Extracted material =>
## Begin
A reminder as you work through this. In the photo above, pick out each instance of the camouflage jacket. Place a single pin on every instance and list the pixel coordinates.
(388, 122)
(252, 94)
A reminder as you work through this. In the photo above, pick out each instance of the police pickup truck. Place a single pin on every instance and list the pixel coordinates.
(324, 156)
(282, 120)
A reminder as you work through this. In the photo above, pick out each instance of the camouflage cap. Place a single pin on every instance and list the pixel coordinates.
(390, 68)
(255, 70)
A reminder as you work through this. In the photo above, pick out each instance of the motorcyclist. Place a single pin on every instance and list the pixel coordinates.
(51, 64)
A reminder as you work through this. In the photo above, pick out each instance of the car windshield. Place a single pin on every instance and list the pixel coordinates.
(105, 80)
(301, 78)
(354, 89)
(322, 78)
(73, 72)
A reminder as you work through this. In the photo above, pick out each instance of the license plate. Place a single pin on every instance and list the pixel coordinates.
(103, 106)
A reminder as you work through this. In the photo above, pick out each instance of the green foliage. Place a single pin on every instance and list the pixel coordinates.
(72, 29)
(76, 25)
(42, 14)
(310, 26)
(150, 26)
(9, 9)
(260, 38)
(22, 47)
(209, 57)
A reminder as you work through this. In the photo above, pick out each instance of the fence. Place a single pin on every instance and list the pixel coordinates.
## End
## Begin
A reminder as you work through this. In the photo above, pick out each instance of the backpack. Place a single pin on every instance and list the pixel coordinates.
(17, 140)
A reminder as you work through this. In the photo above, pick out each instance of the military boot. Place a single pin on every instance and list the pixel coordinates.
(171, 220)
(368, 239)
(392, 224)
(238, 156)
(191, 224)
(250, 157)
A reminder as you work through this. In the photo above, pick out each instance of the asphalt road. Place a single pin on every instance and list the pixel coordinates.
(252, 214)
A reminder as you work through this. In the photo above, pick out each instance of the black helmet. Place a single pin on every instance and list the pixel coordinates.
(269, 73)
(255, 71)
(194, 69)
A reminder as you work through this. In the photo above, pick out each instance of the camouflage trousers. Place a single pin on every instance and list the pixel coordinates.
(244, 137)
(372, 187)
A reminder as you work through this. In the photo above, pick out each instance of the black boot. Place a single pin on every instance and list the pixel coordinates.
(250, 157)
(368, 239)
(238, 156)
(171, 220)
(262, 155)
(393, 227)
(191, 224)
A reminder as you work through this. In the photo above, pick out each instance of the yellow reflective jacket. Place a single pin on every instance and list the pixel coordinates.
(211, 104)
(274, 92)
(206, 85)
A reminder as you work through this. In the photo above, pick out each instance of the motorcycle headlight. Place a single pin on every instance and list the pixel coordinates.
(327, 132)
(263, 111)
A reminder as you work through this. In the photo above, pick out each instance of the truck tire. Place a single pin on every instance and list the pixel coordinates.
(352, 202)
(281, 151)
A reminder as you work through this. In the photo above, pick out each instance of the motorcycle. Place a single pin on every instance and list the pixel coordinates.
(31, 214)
## End
## Begin
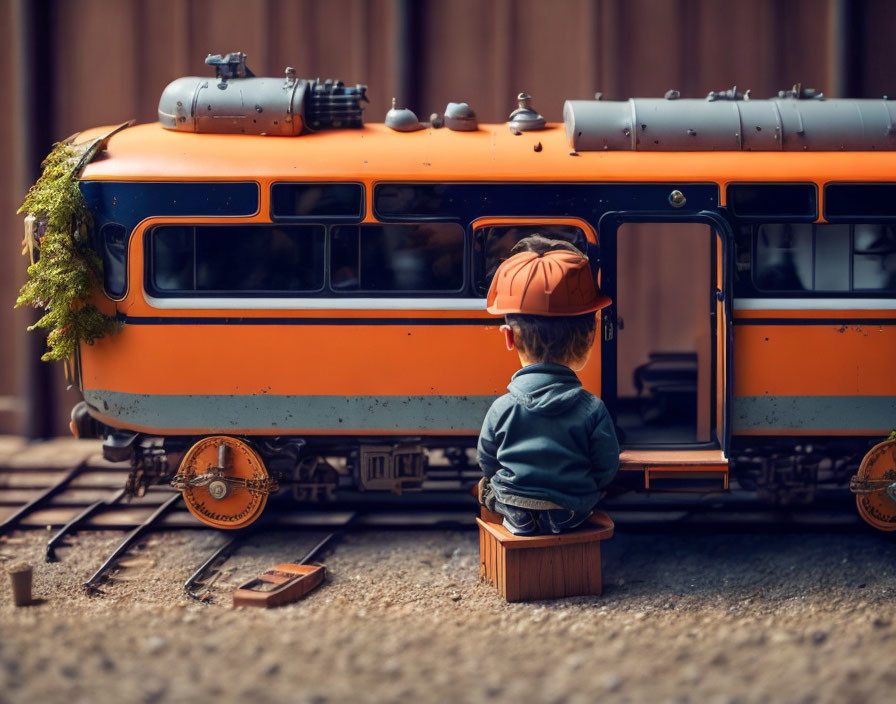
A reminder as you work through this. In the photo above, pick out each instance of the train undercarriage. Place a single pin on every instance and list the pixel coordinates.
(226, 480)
## End
Given instruction => Count the lines of the records above that contain the string "reflective", treating case as significant. Reply with the number alone.

Task response => 1